Two lines below mark the span: the one containing "78L40 61L32 62L24" and the one containing "box: [454, 104, 629, 266]". Set down both, plus every line between, exactly as they stand, and nothing else.
*** STUDY MATERIAL Section Begins ***
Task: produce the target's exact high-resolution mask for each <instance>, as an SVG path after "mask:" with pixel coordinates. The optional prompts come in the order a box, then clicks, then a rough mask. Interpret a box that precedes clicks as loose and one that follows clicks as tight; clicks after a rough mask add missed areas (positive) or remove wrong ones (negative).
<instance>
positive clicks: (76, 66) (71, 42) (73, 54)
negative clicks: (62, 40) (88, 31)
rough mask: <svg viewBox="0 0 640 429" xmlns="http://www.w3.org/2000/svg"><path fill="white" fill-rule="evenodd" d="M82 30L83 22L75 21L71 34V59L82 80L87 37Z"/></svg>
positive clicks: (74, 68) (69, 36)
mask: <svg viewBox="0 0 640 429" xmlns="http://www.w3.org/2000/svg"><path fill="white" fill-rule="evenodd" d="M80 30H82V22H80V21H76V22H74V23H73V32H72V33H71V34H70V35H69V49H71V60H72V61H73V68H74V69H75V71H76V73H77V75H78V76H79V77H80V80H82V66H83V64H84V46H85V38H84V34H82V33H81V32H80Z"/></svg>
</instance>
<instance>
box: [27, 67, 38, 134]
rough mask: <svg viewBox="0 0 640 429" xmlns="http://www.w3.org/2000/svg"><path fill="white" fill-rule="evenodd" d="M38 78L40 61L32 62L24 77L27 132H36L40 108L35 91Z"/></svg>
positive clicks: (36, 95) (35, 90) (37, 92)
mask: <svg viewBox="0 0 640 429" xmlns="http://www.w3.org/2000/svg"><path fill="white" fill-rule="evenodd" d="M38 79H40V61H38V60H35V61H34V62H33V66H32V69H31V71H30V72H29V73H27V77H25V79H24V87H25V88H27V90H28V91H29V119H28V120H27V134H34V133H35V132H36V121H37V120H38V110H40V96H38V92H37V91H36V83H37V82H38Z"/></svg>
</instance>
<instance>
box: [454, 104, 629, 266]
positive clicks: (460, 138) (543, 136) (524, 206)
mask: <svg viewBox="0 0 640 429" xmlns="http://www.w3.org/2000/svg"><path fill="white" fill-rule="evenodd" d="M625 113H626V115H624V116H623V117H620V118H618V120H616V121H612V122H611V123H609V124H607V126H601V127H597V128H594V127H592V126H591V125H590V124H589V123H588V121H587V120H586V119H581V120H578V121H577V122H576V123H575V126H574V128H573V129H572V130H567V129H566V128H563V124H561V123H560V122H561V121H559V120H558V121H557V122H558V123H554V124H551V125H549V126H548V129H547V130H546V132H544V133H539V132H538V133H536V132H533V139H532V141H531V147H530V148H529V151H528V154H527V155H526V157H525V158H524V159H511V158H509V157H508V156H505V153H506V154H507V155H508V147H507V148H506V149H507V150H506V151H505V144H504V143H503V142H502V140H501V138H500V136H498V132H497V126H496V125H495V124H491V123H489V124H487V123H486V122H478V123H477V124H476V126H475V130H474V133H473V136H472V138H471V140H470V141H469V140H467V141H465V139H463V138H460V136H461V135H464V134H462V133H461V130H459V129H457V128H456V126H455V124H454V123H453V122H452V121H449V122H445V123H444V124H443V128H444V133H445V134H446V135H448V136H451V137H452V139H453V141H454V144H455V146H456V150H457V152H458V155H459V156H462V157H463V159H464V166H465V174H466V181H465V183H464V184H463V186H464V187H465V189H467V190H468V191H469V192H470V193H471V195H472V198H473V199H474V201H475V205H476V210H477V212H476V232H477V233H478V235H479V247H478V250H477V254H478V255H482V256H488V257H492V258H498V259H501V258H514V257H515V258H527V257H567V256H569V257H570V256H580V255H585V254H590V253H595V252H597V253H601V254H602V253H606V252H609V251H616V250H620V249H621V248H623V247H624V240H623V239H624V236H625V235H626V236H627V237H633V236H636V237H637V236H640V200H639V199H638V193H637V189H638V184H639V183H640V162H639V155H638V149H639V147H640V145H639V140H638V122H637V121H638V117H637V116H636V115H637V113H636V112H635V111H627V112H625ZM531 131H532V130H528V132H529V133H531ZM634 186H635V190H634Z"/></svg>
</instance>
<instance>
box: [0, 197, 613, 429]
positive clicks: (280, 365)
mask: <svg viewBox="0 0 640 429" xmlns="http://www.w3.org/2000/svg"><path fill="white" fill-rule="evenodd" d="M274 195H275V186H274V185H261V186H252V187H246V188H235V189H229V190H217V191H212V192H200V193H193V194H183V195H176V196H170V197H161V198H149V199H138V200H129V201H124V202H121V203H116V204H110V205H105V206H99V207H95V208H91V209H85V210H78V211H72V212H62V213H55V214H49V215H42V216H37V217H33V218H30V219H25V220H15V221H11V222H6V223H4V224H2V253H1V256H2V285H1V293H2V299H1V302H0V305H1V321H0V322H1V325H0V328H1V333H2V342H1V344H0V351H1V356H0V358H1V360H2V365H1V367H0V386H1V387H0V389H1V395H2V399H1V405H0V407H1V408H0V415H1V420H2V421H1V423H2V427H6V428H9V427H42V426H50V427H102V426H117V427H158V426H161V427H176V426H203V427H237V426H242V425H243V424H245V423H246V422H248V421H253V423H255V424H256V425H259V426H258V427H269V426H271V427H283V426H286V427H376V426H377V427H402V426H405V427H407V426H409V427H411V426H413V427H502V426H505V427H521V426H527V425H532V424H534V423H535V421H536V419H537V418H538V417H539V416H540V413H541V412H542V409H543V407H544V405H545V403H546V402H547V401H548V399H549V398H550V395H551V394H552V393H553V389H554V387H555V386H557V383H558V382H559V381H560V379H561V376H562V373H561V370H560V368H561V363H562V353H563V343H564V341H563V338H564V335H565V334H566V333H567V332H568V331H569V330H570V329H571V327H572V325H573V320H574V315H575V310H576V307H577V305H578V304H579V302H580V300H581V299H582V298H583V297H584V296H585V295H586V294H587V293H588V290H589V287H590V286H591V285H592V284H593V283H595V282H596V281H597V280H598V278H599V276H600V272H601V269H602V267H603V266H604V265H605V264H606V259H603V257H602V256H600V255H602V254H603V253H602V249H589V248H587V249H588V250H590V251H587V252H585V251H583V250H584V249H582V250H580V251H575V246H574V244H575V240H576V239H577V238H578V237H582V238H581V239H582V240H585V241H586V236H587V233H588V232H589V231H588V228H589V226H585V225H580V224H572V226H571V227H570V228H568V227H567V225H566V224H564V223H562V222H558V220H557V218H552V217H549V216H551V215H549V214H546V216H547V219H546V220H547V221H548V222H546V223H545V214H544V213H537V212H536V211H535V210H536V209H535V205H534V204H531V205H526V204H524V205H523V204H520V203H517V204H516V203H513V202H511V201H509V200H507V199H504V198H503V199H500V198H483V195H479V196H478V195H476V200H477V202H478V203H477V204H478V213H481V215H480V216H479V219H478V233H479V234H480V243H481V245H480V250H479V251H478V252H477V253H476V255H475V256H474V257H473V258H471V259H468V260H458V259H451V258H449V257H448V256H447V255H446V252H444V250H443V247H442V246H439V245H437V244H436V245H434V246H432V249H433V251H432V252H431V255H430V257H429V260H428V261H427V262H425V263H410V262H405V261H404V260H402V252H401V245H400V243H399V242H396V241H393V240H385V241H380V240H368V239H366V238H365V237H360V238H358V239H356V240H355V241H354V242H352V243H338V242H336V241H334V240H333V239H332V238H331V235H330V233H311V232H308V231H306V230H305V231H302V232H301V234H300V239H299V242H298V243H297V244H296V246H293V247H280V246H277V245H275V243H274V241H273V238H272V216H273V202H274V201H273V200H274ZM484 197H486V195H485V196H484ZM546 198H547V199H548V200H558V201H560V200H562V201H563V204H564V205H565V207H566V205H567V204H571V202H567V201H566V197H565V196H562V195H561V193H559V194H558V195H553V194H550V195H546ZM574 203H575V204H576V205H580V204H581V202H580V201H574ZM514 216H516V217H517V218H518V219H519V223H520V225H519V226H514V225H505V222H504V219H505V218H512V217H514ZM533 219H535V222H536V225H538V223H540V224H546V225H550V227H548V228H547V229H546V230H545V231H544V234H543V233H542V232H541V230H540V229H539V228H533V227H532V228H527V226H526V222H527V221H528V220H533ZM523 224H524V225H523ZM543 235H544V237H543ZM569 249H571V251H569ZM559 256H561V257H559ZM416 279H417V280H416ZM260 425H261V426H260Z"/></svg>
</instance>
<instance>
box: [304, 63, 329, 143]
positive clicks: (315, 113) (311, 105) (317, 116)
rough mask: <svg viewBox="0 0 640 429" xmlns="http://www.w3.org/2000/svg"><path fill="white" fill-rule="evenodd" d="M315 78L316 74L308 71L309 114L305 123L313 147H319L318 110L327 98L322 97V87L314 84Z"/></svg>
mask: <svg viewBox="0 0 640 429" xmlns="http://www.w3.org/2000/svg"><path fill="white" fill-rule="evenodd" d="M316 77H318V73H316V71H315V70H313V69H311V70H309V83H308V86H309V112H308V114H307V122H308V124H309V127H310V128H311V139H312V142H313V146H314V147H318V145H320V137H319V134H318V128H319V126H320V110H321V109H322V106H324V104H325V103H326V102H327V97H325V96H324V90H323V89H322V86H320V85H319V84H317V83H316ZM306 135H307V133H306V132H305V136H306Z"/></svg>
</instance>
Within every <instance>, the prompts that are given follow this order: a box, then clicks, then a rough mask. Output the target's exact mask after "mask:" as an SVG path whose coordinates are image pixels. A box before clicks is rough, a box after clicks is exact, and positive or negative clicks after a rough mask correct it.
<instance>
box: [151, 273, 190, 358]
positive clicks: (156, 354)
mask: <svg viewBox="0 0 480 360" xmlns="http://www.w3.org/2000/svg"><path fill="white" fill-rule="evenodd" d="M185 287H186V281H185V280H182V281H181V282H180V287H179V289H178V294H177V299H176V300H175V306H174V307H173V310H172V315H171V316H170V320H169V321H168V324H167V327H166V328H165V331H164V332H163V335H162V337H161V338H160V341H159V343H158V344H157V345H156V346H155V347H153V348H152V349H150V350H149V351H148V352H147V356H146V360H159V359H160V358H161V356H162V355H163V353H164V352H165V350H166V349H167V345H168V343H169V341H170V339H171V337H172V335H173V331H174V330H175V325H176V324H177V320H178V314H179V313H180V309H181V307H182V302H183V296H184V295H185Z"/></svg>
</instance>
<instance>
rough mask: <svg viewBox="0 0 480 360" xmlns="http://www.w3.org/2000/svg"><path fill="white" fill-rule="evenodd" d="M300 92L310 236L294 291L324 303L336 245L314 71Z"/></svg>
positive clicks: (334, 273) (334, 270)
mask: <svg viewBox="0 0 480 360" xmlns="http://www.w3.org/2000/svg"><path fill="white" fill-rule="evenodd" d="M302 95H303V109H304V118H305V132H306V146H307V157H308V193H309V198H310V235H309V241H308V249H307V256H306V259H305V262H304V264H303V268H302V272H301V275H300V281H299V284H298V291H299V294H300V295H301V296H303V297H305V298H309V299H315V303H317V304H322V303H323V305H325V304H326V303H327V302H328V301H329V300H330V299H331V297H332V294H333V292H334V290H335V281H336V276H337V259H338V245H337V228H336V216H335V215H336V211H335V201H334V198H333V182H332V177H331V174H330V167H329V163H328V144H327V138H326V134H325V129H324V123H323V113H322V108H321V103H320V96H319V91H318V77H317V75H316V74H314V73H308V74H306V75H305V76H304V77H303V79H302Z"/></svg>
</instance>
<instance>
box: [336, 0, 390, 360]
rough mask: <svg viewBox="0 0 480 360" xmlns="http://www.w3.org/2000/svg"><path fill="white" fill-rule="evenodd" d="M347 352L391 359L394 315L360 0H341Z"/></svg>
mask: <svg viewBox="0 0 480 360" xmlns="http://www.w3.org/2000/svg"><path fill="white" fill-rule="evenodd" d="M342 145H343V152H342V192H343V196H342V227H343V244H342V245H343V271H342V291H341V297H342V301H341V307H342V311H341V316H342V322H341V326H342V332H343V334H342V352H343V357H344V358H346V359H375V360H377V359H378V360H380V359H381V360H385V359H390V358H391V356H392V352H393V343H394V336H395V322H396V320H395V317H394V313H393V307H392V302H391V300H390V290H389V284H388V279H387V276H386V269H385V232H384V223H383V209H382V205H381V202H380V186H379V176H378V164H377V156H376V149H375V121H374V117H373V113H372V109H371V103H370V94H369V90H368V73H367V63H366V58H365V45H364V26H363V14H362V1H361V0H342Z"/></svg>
*** STUDY MATERIAL Section Ends ***
TASK ANSWER:
rough mask: <svg viewBox="0 0 640 429" xmlns="http://www.w3.org/2000/svg"><path fill="white" fill-rule="evenodd" d="M38 78L40 61L32 62L24 77L27 132H36L40 108L35 91Z"/></svg>
positive clicks: (36, 95) (35, 90) (37, 92)
mask: <svg viewBox="0 0 640 429" xmlns="http://www.w3.org/2000/svg"><path fill="white" fill-rule="evenodd" d="M38 79H40V61H38V60H35V61H34V62H33V66H32V69H31V71H30V72H29V73H27V77H25V79H24V87H25V88H27V90H28V91H29V119H28V120H27V134H34V133H35V132H36V121H37V120H38V110H40V96H38V92H37V91H36V83H37V82H38Z"/></svg>
</instance>
<instance>
box: [454, 104, 629, 266]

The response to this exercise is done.